In the copy, include no pictures, but reproduce every record exactly.

*** Data section ***

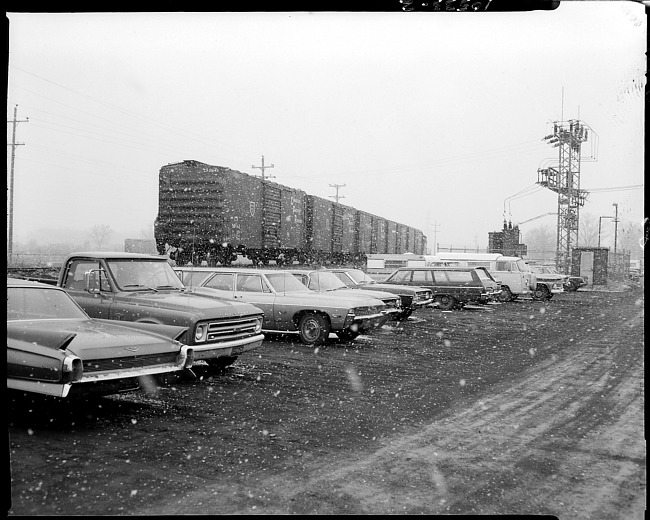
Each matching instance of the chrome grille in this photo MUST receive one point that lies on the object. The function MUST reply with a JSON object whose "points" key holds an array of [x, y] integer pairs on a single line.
{"points": [[228, 329], [369, 310], [114, 364], [391, 303]]}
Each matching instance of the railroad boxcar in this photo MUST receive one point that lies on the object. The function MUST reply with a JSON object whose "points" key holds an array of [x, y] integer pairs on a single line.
{"points": [[210, 214]]}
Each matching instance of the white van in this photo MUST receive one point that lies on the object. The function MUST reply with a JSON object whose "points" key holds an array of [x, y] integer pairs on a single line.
{"points": [[513, 272]]}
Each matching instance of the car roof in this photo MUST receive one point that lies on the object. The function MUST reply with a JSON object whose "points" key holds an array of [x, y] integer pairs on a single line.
{"points": [[231, 270], [18, 282], [437, 268], [118, 254]]}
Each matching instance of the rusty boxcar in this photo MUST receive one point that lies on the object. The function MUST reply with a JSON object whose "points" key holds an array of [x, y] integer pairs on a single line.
{"points": [[212, 213]]}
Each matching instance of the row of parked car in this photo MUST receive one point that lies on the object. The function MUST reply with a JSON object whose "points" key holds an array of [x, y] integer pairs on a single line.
{"points": [[112, 319]]}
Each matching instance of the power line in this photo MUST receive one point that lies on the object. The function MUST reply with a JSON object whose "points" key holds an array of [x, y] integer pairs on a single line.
{"points": [[264, 168], [337, 196], [13, 144]]}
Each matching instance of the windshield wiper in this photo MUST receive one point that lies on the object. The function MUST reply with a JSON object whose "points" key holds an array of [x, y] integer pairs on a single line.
{"points": [[140, 285]]}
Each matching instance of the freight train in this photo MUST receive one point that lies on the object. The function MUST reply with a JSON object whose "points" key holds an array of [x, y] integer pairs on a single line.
{"points": [[211, 214]]}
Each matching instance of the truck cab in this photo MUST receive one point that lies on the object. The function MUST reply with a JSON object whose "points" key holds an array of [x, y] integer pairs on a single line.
{"points": [[145, 288]]}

*** End of Data section ***

▶ _Your solution_:
Each matching instance of the chrome grille in this photo MUST receive one point that lies on the object. The function MUST reply with a JSON object whose "points" key holds an array of [x, y] integer pairs on a single line.
{"points": [[228, 329], [369, 310], [114, 364], [391, 303]]}
Each matching instance of the railroad boxcar in this photo MUST receive one point that lies on the object. The function MUST reply with a JSON object whose "points" key holds an array of [x, y] integer pairs on a single line.
{"points": [[210, 214]]}
Each matching instance of the white van in this photo MUST receive one point that lies on the object. The function MUST reply with a JSON object whose "points" key holds an array of [x, y] integer pairs on a single line.
{"points": [[513, 272]]}
Each matching instance of the car roof in this photo MUST receive one point that lies on the object. The function MUST reply with a JSON object whose "points" key holds an array of [x, y] integer pairs on a single line.
{"points": [[231, 270], [18, 282], [437, 268], [118, 254]]}
Each matching instance of the rusty boxcar in this photo MUST receive one point that lies on the object. The function MUST reply with a JSON object whose "points" key holds an array of [x, y] integer pairs on a single line.
{"points": [[212, 213]]}
Each matching instance of the row of parked car in this photo MUST receive one point that lies on the object. The function MUST reply with a JSON object whose "points" key holds an array of [x, y] integer pairs on a single line.
{"points": [[112, 319]]}
Each matching instance of the power line in this photo MUST receive one point that lies on the object. The function MUST reply with a JSON object whose "points" key holds an array of [x, y] integer pairs on a single line.
{"points": [[264, 168], [337, 196], [13, 144]]}
Each matching instance of the windshield wiper in this photo MUST receive one point that lies on the object. The function MUST reply with a JSON object whose "points" key holds an array of [x, y] integer pairs on a single line.
{"points": [[140, 285]]}
Each matching instance of the freight train in this photo MUST receive one point that lies on the object. The function MUST reply with a JSON object whose "points" key holds an array of [x, y] integer pairs on a single line.
{"points": [[211, 214]]}
Each matching instance of the truck cab in this photo MUST receive one point that lies on the object. The function MUST reply with a JSON object whose "points" key holds an array of [x, y] integer pairs on a single line.
{"points": [[145, 288]]}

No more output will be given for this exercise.